Requirement.
Give back the line where "the rose bush." appears and all the lines after it until the listing ends, unchanged and with nothing else.

Extracted entries.
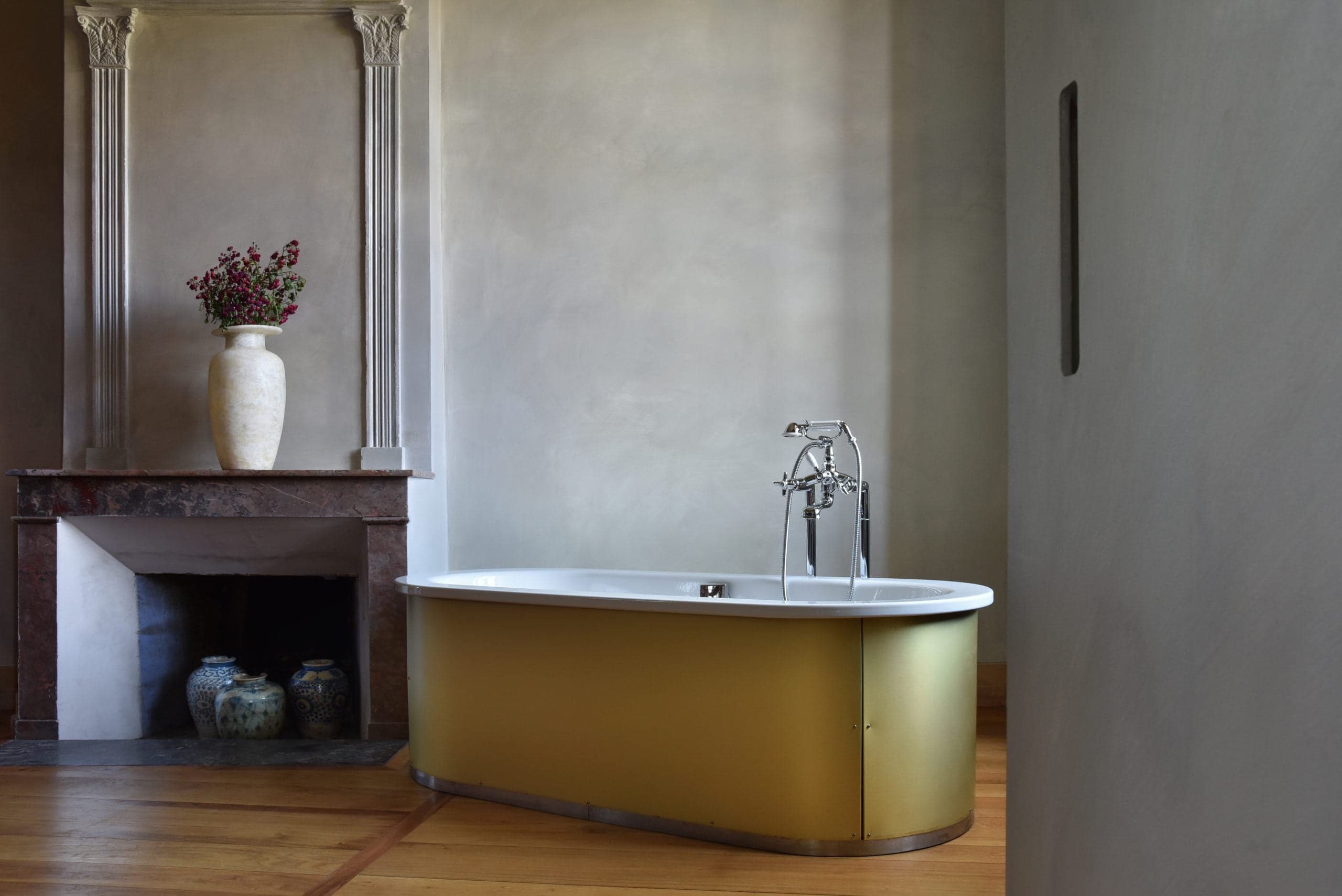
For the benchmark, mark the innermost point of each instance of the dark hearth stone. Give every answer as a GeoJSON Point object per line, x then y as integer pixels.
{"type": "Point", "coordinates": [195, 751]}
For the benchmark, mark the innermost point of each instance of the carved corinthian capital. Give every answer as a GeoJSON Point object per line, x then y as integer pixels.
{"type": "Point", "coordinates": [109, 33]}
{"type": "Point", "coordinates": [382, 27]}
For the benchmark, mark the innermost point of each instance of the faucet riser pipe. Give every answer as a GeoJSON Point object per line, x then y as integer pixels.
{"type": "Point", "coordinates": [811, 536]}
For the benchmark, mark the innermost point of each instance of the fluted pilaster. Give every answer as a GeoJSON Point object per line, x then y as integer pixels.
{"type": "Point", "coordinates": [382, 27]}
{"type": "Point", "coordinates": [108, 30]}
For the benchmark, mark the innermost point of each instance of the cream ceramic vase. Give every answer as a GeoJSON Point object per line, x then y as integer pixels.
{"type": "Point", "coordinates": [246, 399]}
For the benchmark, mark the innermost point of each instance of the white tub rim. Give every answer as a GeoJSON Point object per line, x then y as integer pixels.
{"type": "Point", "coordinates": [953, 597]}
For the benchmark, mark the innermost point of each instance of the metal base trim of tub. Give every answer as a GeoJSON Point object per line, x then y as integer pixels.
{"type": "Point", "coordinates": [700, 832]}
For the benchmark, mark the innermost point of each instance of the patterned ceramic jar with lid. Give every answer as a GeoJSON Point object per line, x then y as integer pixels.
{"type": "Point", "coordinates": [203, 686]}
{"type": "Point", "coordinates": [319, 694]}
{"type": "Point", "coordinates": [250, 709]}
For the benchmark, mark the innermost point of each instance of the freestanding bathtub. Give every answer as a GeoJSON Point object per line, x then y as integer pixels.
{"type": "Point", "coordinates": [818, 726]}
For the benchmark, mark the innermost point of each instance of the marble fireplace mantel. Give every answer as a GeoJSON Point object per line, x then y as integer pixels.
{"type": "Point", "coordinates": [373, 502]}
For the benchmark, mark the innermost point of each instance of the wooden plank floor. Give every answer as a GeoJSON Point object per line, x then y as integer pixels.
{"type": "Point", "coordinates": [360, 832]}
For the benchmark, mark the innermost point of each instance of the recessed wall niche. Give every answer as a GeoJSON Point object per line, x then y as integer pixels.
{"type": "Point", "coordinates": [245, 128]}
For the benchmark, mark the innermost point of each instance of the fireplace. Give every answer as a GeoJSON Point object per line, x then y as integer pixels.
{"type": "Point", "coordinates": [270, 623]}
{"type": "Point", "coordinates": [126, 578]}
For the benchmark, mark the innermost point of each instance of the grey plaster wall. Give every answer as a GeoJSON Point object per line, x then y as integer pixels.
{"type": "Point", "coordinates": [245, 128]}
{"type": "Point", "coordinates": [30, 265]}
{"type": "Point", "coordinates": [674, 227]}
{"type": "Point", "coordinates": [1176, 506]}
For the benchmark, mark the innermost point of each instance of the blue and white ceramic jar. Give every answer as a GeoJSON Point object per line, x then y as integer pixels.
{"type": "Point", "coordinates": [250, 709]}
{"type": "Point", "coordinates": [203, 686]}
{"type": "Point", "coordinates": [319, 694]}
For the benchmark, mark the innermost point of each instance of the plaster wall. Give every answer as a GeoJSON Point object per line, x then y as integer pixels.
{"type": "Point", "coordinates": [30, 272]}
{"type": "Point", "coordinates": [99, 645]}
{"type": "Point", "coordinates": [1176, 505]}
{"type": "Point", "coordinates": [672, 229]}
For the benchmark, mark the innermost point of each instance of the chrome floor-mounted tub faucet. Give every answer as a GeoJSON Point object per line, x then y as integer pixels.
{"type": "Point", "coordinates": [820, 487]}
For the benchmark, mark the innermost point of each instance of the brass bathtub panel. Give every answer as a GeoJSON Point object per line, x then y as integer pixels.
{"type": "Point", "coordinates": [748, 725]}
{"type": "Point", "coordinates": [919, 679]}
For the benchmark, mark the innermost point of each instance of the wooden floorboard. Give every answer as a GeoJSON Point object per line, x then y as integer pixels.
{"type": "Point", "coordinates": [371, 830]}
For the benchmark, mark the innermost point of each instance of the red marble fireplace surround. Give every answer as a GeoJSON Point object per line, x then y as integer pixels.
{"type": "Point", "coordinates": [376, 498]}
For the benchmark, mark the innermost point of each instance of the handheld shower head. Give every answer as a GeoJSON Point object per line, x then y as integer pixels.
{"type": "Point", "coordinates": [811, 429]}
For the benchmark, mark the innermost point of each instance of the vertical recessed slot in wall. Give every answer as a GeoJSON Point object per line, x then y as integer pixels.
{"type": "Point", "coordinates": [1069, 231]}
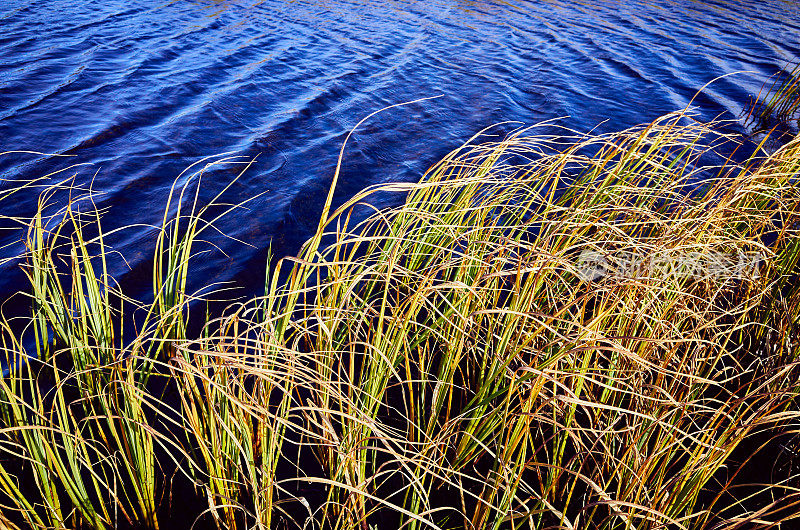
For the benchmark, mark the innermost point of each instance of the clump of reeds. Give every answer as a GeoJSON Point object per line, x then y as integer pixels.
{"type": "Point", "coordinates": [573, 331]}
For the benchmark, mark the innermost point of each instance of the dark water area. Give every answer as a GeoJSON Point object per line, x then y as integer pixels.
{"type": "Point", "coordinates": [138, 91]}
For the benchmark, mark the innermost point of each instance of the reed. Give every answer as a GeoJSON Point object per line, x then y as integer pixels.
{"type": "Point", "coordinates": [570, 331]}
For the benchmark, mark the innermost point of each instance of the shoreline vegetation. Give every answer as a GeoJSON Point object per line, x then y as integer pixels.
{"type": "Point", "coordinates": [486, 355]}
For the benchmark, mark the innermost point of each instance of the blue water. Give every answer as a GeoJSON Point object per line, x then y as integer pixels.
{"type": "Point", "coordinates": [139, 90]}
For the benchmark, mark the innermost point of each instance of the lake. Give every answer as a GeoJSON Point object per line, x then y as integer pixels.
{"type": "Point", "coordinates": [137, 91]}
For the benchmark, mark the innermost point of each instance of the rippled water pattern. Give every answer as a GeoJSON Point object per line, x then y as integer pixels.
{"type": "Point", "coordinates": [140, 90]}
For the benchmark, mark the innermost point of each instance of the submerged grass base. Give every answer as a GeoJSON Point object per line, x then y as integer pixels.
{"type": "Point", "coordinates": [550, 332]}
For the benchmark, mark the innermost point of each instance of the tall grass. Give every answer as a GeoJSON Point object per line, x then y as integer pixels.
{"type": "Point", "coordinates": [571, 331]}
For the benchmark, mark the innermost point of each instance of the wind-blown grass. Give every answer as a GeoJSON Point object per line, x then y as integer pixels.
{"type": "Point", "coordinates": [549, 332]}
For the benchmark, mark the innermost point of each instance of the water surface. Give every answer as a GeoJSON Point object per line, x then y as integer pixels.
{"type": "Point", "coordinates": [140, 90]}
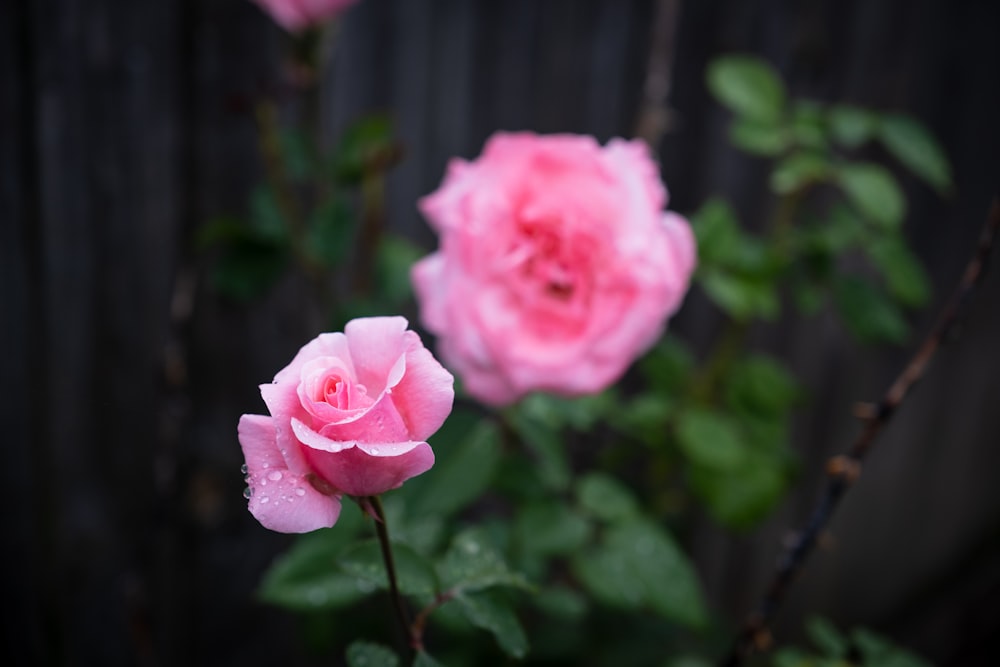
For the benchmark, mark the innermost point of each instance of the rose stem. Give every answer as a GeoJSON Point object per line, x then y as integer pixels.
{"type": "Point", "coordinates": [382, 528]}
{"type": "Point", "coordinates": [843, 470]}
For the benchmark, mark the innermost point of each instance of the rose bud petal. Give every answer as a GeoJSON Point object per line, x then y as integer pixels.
{"type": "Point", "coordinates": [349, 415]}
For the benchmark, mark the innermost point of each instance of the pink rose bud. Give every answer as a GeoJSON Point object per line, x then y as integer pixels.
{"type": "Point", "coordinates": [557, 264]}
{"type": "Point", "coordinates": [294, 15]}
{"type": "Point", "coordinates": [349, 415]}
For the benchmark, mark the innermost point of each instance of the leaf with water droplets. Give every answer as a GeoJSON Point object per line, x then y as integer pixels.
{"type": "Point", "coordinates": [306, 577]}
{"type": "Point", "coordinates": [363, 653]}
{"type": "Point", "coordinates": [491, 611]}
{"type": "Point", "coordinates": [473, 563]}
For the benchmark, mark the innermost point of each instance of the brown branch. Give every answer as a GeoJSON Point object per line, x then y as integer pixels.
{"type": "Point", "coordinates": [654, 113]}
{"type": "Point", "coordinates": [844, 470]}
{"type": "Point", "coordinates": [373, 505]}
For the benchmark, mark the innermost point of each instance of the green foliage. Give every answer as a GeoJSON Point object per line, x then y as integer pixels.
{"type": "Point", "coordinates": [915, 147]}
{"type": "Point", "coordinates": [367, 144]}
{"type": "Point", "coordinates": [862, 648]}
{"type": "Point", "coordinates": [748, 86]}
{"type": "Point", "coordinates": [874, 192]}
{"type": "Point", "coordinates": [867, 311]}
{"type": "Point", "coordinates": [637, 564]}
{"type": "Point", "coordinates": [369, 654]}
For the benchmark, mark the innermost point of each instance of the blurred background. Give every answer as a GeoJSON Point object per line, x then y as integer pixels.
{"type": "Point", "coordinates": [125, 125]}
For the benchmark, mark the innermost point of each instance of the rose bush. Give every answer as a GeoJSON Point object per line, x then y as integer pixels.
{"type": "Point", "coordinates": [294, 15]}
{"type": "Point", "coordinates": [349, 415]}
{"type": "Point", "coordinates": [557, 264]}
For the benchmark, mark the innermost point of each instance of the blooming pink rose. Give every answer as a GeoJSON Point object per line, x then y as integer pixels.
{"type": "Point", "coordinates": [350, 414]}
{"type": "Point", "coordinates": [294, 15]}
{"type": "Point", "coordinates": [557, 264]}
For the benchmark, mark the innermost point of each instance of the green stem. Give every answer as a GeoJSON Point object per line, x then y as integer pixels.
{"type": "Point", "coordinates": [382, 529]}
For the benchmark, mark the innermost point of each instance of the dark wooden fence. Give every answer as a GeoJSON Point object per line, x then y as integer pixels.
{"type": "Point", "coordinates": [124, 125]}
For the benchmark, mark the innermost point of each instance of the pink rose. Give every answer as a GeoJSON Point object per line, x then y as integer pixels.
{"type": "Point", "coordinates": [350, 414]}
{"type": "Point", "coordinates": [294, 15]}
{"type": "Point", "coordinates": [557, 264]}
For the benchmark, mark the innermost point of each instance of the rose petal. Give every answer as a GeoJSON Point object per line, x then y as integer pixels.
{"type": "Point", "coordinates": [290, 504]}
{"type": "Point", "coordinates": [280, 499]}
{"type": "Point", "coordinates": [282, 402]}
{"type": "Point", "coordinates": [324, 345]}
{"type": "Point", "coordinates": [425, 395]}
{"type": "Point", "coordinates": [364, 471]}
{"type": "Point", "coordinates": [377, 347]}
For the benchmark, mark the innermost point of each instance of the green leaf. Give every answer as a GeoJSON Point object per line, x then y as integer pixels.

Answer for the task.
For the benchmark, mark the innermost point of each instance of the rose bush. Give every answer as a GeoJSON Point object per line, x then y as integer pixels.
{"type": "Point", "coordinates": [294, 15]}
{"type": "Point", "coordinates": [349, 415]}
{"type": "Point", "coordinates": [557, 264]}
For the benchmark, mark the innermost point of each instance of the blooming pink rose. Give every answer as a GeoJSON Point object per line, x then y as integer pixels.
{"type": "Point", "coordinates": [350, 414]}
{"type": "Point", "coordinates": [294, 15]}
{"type": "Point", "coordinates": [557, 264]}
For the benchmark, mark the innermost point of each instance of the green stem. Give every answer as a GeoJSON Point object per line, x then y as integer pixels.
{"type": "Point", "coordinates": [382, 529]}
For the benchmark, mark the innermost point of each instance of the dark wooden fence. Give every answer as a GeoJSON Point object per line, x then y as integer pixels.
{"type": "Point", "coordinates": [124, 125]}
For the benchmark, mark the innermost point of each instance of the pink rose. Give every answer as a GeoJSON Point object per line, x then y as integer pixels.
{"type": "Point", "coordinates": [350, 414]}
{"type": "Point", "coordinates": [294, 15]}
{"type": "Point", "coordinates": [557, 264]}
For the benchmark, mark the innermost point of each instance of the rose petal. Give every answer as a GeoJSON Point object per line, x then y as integer pixels.
{"type": "Point", "coordinates": [290, 504]}
{"type": "Point", "coordinates": [280, 499]}
{"type": "Point", "coordinates": [282, 402]}
{"type": "Point", "coordinates": [324, 345]}
{"type": "Point", "coordinates": [425, 395]}
{"type": "Point", "coordinates": [364, 471]}
{"type": "Point", "coordinates": [377, 347]}
For the benchmark, mark the innermost point of each instance of the green leaf. Give every answer as a GeoJSON Point object per line, x then y as integer pixels.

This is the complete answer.